[[ THE DATA open ]]

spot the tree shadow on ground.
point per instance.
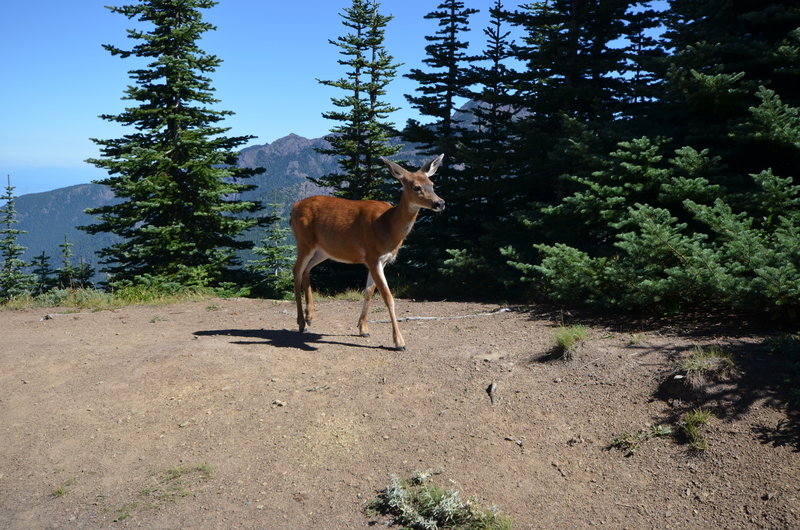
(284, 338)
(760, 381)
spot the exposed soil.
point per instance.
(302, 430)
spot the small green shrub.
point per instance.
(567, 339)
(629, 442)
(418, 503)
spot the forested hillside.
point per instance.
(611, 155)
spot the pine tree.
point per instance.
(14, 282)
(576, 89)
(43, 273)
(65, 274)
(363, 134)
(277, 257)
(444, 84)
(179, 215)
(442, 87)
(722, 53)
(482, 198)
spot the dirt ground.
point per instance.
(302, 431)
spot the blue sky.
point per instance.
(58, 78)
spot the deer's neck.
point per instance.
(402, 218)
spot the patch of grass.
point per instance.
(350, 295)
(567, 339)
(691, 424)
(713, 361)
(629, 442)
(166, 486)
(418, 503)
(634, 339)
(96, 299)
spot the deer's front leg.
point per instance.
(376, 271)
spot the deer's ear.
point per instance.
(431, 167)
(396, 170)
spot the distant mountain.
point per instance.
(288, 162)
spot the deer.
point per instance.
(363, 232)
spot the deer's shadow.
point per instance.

[[ THE DATA closed ]]

### [ASSIGNMENT]
If a line in the records contains "deer", report it.

### [ANSWER FOR THIS EXERCISE]
spot the deer's neck.
spot the deer's front leg.
spot the deer's ear.
spot the deer.
spot the deer's shadow.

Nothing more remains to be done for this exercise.